MATERIAL SUPPLIED »
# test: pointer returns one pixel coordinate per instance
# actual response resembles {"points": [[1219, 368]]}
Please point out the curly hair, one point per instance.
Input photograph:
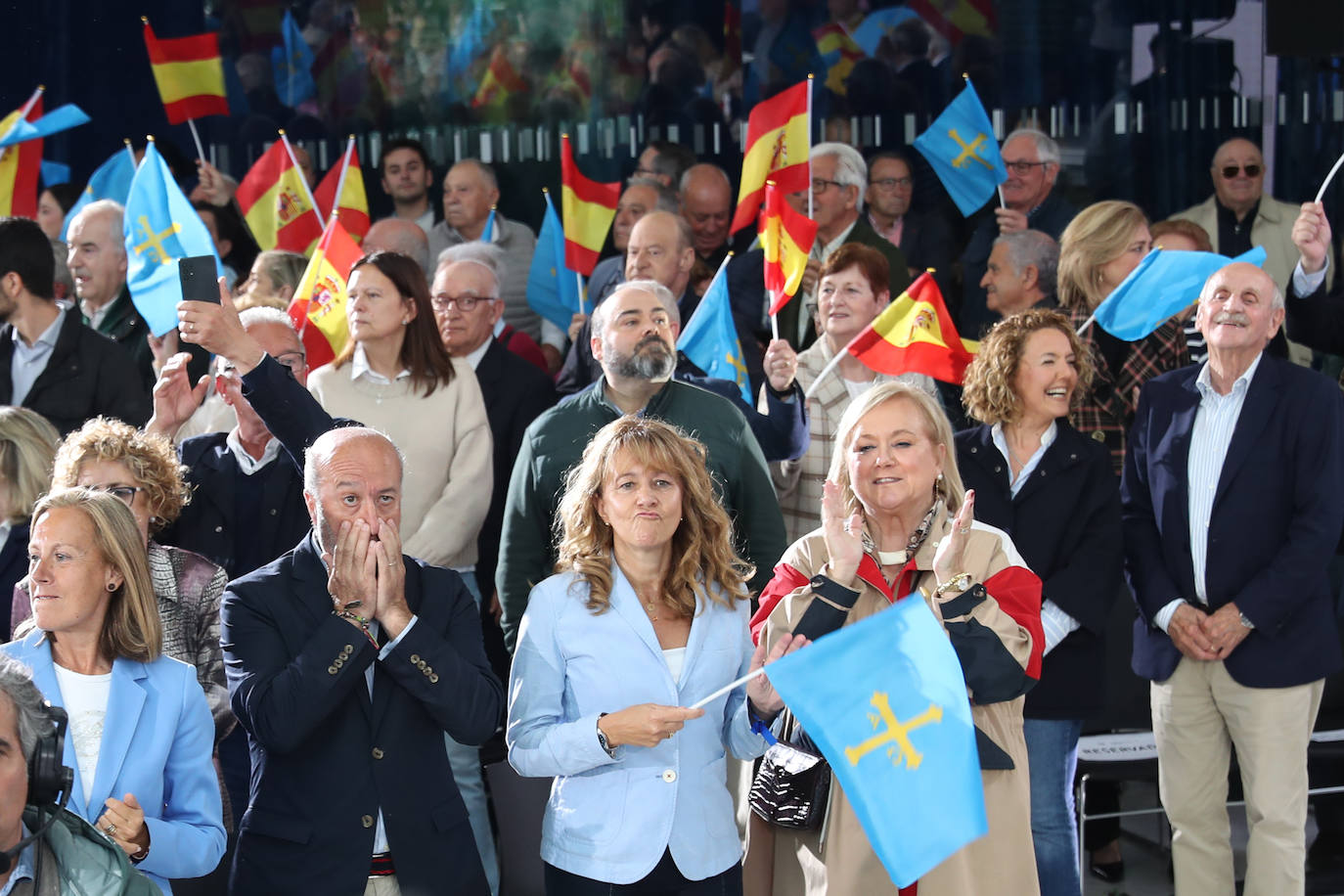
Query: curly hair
{"points": [[988, 392], [150, 458], [938, 428], [1097, 237], [701, 546]]}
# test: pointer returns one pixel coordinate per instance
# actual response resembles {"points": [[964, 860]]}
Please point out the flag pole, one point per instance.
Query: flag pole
{"points": [[195, 135], [302, 177], [1329, 177], [344, 168]]}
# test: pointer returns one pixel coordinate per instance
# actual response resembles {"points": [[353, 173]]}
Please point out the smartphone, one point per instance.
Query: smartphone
{"points": [[198, 278]]}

YOUR OBJECTIVE » Rewrite the whole listing above with "instance" replaced by "object" wherever it occurs and every other line kept the same. Leave the pictures out of your answer.

SOLVED EXERCISE »
# test: pointer returns one pixel coordinate per object
# actual response resembles {"points": [[1219, 368]]}
Please point out the curly hair, one point per object.
Input photograph:
Query: curly hair
{"points": [[988, 392], [150, 458], [938, 428], [1097, 237], [701, 546]]}
# test: pointer returns one pixel coordinate per object
# actual response resembles {"points": [[964, 860]]}
Please point out the flag pole, one point per object.
Query: flag pole
{"points": [[195, 135], [302, 177], [1329, 177], [344, 168]]}
# test: pointer returns one pixel coordinate per object
# actual response resembles {"points": [[353, 173]]}
Please point out the smartphone, one point per object.
Query: smartphone
{"points": [[198, 278]]}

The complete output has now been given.